TEXTO DE ORIGEN:
┄┄┄┄┄┄┄┄┄┄┄┄┄┄┄┄┄┄┄┄

Subo a Susín con cierta frecuencia a cumplir con más de una promesa de las que le hice a una buena amiga y a sentirme todavía en su compañía, ahora que ha marchado por esa desconocida senda que habremos todos de seguir alguna vez. Con el viaje espacial realizo también uno en el tiempo, pues el lugar se conserva tal y como estaba hace medio siglo, habiendo sobrevivido a la locura del ladrillo, y siendo un magnífico ejemplo, es muy probable que el único, de cómo eran las poblaciones pirenaicas entonces.  Antes de llegar, un busardo ratonero hace de anfitrión y me recibe regalándome un vuelo muy próximo, gracias al que puedo admirar su rebusto cuerpo de bella factura.  Es un anticipo, sin duda me anuncia lo hermoso del tramo a pie que resta hasta llegarse al pueblo. Un pico picapinos juega al escondite entre la espesura forestal aprovechando el tronco de un quejigo para ocultar su cuerpo a las miradas inquisitivas de los senderistas, tal y como habitúan a comportarse estos pájaros carpinteros de mediano tamaño. Siempre se escucha cantar a carboneros y petirrojos en la uniformidad de estos pinares que rompe, con encanto, algún roble imponente de los que se empleaban, antaño, para definir los lindes de las fincas. Qué rabia da, a menudo, no llevar encima un buen equipo fotográfico.

┄┄┄┄┄┄┄┄┄┄┄┄┄┄┄┄┄┄┄┄

MATERIAL MOSTRADO:
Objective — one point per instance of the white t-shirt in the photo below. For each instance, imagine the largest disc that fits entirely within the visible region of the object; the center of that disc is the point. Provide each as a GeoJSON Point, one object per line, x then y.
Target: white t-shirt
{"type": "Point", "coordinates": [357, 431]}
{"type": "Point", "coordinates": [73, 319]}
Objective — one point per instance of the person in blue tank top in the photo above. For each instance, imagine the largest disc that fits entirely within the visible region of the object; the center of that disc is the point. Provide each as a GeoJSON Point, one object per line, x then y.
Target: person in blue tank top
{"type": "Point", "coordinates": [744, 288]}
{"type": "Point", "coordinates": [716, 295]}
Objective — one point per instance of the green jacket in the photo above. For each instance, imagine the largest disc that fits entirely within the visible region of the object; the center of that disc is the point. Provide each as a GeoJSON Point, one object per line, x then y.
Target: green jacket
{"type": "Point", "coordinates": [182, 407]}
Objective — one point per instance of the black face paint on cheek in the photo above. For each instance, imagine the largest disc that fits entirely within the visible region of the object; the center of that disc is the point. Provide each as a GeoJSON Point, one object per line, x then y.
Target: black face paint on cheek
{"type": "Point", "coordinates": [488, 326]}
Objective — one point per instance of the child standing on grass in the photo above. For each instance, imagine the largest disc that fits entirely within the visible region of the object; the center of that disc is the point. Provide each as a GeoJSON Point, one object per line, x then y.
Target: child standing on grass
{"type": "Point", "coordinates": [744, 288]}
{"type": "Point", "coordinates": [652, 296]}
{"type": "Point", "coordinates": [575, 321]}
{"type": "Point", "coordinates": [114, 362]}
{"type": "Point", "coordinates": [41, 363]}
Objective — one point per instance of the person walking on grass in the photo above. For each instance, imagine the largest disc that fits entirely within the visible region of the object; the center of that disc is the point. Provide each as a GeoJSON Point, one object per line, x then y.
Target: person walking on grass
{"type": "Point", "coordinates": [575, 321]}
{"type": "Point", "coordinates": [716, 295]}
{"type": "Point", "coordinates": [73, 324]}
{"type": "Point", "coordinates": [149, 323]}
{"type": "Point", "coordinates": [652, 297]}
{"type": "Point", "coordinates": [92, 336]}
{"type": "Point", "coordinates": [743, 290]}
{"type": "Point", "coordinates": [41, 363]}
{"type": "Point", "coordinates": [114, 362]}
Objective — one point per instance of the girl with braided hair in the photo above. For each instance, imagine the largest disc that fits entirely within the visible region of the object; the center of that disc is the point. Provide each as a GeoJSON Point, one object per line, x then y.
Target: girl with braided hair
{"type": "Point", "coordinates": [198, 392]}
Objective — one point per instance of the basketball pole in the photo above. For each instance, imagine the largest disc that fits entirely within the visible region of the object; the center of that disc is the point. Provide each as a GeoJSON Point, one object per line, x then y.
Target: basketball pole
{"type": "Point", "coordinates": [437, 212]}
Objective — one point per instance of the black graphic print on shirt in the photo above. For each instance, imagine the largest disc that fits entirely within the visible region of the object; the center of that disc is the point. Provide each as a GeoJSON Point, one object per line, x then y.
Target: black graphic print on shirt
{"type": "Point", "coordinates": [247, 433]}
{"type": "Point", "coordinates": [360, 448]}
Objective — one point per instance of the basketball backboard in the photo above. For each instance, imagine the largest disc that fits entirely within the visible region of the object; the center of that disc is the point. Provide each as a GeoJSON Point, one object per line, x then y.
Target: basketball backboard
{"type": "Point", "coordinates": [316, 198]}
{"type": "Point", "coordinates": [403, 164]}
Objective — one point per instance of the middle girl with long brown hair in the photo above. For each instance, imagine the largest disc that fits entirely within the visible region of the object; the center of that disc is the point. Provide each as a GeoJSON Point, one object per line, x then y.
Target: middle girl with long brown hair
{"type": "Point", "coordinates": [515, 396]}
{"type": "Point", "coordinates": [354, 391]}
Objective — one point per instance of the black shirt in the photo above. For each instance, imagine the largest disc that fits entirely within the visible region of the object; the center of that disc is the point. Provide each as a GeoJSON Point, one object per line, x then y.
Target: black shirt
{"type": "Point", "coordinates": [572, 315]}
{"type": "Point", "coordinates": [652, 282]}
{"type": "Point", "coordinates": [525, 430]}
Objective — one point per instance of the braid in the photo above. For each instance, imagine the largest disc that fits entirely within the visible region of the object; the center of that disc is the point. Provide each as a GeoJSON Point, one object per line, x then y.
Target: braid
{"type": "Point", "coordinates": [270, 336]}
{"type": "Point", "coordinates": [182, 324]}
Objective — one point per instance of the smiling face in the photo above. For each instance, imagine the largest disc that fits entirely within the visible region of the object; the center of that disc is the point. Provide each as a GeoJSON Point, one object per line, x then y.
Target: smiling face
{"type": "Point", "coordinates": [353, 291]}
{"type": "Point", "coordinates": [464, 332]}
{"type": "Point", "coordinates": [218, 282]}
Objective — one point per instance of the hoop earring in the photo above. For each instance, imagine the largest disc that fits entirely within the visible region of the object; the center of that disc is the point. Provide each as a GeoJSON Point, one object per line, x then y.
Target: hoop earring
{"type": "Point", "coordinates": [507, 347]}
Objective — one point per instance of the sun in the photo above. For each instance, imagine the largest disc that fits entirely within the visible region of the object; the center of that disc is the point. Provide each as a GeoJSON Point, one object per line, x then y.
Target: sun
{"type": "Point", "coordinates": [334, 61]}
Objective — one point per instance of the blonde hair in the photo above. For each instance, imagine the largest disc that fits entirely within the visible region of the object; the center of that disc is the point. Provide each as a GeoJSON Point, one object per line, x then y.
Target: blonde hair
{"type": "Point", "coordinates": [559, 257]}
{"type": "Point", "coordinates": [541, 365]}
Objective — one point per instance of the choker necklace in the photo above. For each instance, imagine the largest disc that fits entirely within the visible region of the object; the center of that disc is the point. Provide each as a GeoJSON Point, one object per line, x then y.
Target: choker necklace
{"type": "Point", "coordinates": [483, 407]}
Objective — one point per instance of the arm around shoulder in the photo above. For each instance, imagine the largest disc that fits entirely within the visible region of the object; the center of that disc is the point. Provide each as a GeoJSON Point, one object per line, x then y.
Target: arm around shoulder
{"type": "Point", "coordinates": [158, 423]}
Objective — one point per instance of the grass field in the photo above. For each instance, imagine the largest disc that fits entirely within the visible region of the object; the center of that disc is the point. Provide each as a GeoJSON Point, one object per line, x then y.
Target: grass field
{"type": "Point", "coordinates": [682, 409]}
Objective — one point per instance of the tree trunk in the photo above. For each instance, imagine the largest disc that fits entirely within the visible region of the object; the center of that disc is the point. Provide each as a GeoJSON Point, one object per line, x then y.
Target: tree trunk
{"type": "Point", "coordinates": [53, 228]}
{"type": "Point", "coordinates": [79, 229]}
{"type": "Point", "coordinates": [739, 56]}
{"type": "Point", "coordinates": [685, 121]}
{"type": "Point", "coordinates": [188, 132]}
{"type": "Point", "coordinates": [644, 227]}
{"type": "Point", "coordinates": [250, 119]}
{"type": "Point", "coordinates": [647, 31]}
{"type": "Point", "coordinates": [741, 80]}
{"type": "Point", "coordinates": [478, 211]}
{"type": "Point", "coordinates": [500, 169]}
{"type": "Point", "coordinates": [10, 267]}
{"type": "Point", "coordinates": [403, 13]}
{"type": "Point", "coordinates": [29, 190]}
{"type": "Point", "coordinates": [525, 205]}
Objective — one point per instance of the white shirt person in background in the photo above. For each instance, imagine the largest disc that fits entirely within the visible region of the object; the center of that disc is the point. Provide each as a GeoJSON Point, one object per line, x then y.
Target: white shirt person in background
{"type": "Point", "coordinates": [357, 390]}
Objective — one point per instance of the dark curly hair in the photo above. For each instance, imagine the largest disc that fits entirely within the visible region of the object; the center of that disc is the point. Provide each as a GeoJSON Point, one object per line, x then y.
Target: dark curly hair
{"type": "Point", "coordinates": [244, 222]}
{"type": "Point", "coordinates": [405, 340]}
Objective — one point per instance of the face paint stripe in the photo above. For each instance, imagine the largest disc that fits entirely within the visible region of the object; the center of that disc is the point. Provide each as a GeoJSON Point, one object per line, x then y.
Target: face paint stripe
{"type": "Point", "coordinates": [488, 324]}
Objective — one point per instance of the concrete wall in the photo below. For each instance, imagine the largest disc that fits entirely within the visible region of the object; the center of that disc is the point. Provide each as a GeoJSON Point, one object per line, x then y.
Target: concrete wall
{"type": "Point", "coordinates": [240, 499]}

┄┄┄┄┄┄┄┄┄┄┄┄┄┄┄┄┄┄┄┄

POR HACER:
Reescribe de forma más breve el párrafo del texto sobre Susín que empieza «Subo a Susín con cierta frecuencia», sin perder sus datos principales. Las entradas no tienen relación con el texto de origen.

RESPUESTA:
Subo a menudo a Susín para cumplir promesas hechas a una buena amiga, que ya ha partido por la senda que todos seguiremos, y sentirme aún con ella. Es también un viaje en el tiempo: el pueblo sigue como hace medio siglo, sin haber sufrido la locura del ladrillo, y es probablemente el único ejemplo de cómo eran entonces los pueblos pirenaicos. Antes de llegar, un busardo ratonero vuela muy cerca y anticipa la belleza del tramo a pie que queda hasta el pueblo. Un pico picapinos se oculta tras el tronco de un quejigo, y carboneros y petirrojos cantan en los pinares, cuya uniformidad rompe algún gran roble de los que antaño marcaban los lindes de las fincas. A menudo lamento no llevar un buen equipo fotográfico.